*Texte fourni*.
* * * * *

On a tendance à confondre la matérialité de l’acte avec son objet moral.
Je crois que c’est ce que l’on fait quand on dit s’arrêter à C.
Pour la doctrine catholique, seul un objet moral (i.e. matérialité ET intention, ce qui est voulu, le volitum) peut être intrinsèquement désordonné.
Couper une jambe n’est pas un objet moral: sauver quelqu’un en lui coupant la jambe est un objet moral (amputation médicale, bonne) ; mutiler quelqu’un en lui coupant la jambe est un autre objet moral (mauvais). La même matérialité peut correspondre à plusieurs objets moraux, qui dépendent de l’intention du sujet agent.
La contraception, comme le magistère l’a discerné dès Humanae Vitae, est un objet moral intrinsèquement mauvais.
Le préservatif n’est pas en lui-même un objet moral. Pour éviter la confusion, les papes n’en ont donc parlé que parcimonieusement.
– son utilisation peut être contraceptive (objet moral) et le Magistère s’est alors prononcé une fois pour toutes ;
– son utilisation peut ne pas être contraceptive : c’est évidemment le cas dans l’exemple du prostitué mâle. Le Magistère relatif à la contraception n’est alors pas concerné. Le cinquième commandement s’applique : tu ne tueras point. Je fais le mal dans la fornication : je n’y ajoute pas le mal de la mise en danger d’autrui.
Reste que le préservatif est si peu fiable et est un tel véhicule idéologique qu’il cause globalement un grand nombre de victimes. Mais dans un cas particulier, il peut éviter une victime supplémentaire.
Réfléchir à l’objet moral (qu’est-ce qui est objectivement voulu quand je fais ce que je fais) est difficile et indispensable, car, selon la doctrine constante, la conscience a le double devoir de suivre sa conviction et d’éclairer celle-ci, notamment par l’écoute des préceptes de l’Eglise.
Deux pistes de réflexion, rapidement :
1° La contraception ajoute-t-elle une malice supplémentaire à un acte sexuel fondamentalement vicié et faussé comme l’est une relation tarifée qui a lieu dans le cadre de la prostitution ? Il me semble que non. Il n’est pas question d’un échange d’amour, d’un don réciproque ; il s’agit simplement de sexe. C’est tout.
Il me semble que la contraception constitue un mal moral supplémentaire lorsqu’elle vient vicier une relation conjugale (mariage) ou para-conjugale (ex. : des concubins qui entendent vraiment s’aimer, se donner l’un à l’autre). L’amour en effet postule un don total, sans réserve, sans tricherie, et implique donc l’ouverture à la vie (et le mariage car un don total ne peut être que définitif).
Mais dans les autres cas, où le sexe est recherché pour le sexe, sans notion de don total et réciproque pour les parties (ce qui est souvent le cas en matière de fornication, et toujours le cas en matière de prostitution), le mal de la contraception (amputation du don) est déjà “inclus” dans l’état d’esprit qui préside au rapport sexuel, car cet état d’esprit “exclut” par essence, par nature, cette notion de don (recherche exclusive du sexe ou d’argent grâce au sexe).

* * * * *

*Jeu de données*.
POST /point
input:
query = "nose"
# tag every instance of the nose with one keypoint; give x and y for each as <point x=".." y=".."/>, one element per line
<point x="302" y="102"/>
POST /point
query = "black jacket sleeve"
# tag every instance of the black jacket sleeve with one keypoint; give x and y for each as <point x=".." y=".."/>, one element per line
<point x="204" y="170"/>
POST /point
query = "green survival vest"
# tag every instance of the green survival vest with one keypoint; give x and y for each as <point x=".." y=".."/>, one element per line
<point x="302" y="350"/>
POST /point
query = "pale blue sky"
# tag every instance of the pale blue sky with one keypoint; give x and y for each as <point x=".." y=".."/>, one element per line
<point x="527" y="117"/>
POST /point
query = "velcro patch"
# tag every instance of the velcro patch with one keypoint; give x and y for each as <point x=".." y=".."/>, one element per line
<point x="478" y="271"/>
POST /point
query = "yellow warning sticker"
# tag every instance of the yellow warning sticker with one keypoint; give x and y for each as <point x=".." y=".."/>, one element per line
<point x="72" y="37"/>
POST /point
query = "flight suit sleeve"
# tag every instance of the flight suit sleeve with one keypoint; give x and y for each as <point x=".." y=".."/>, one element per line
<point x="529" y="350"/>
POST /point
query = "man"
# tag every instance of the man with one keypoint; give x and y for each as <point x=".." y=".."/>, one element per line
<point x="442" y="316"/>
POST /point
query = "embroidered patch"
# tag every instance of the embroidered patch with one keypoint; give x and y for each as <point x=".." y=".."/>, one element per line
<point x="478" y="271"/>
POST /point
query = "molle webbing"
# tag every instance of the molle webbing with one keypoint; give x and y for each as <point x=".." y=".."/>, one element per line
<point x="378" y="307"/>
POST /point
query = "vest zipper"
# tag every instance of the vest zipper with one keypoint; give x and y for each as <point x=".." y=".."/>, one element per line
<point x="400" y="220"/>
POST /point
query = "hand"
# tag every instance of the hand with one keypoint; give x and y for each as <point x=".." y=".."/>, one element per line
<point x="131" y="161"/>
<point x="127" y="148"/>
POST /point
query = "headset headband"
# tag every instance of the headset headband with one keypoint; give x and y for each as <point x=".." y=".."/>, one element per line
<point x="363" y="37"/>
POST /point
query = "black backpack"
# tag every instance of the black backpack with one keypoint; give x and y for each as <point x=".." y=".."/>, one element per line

* * * * *

*Consignes*.
a – D'après le texte fourni, qu'est-ce qui, pour la doctrine catholique, peut seul être intrinsèquement désordonné ?
b – Reproduisez à l'identique le passage du texte fourni qui commence par « Je crois que » et se poursuit jusqu'à « parlé que parcimonieusement. ».

*Réponses attendues*.
a – Seul un objet moral, c'est-à-dire la matérialité et l'intention, ce qui est voulu (le volitum).

b –
Je crois que c’est ce que l’on fait quand on dit s’arrêter à C.
Pour la doctrine catholique, seul un objet moral (i.e. matérialité ET intention, ce qui est voulu, le volitum) peut être intrinsèquement désordonné.
Couper une jambe n’est pas un objet moral: sauver quelqu’un en lui coupant la jambe est un objet moral (amputation médicale, bonne) ; mutiler quelqu’un en lui coupant la jambe est un autre objet moral (mauvais). La même matérialité peut correspondre à plusieurs objets moraux, qui dépendent de l’intention du sujet agent.
La contraception, comme le magistère l’a discerné dès Humanae Vitae, est un objet moral intrinsèquement mauvais.
Le préservatif n’est pas en lui-même un objet moral. Pour éviter la confusion, les papes n’en ont donc parlé que parcimonieusement.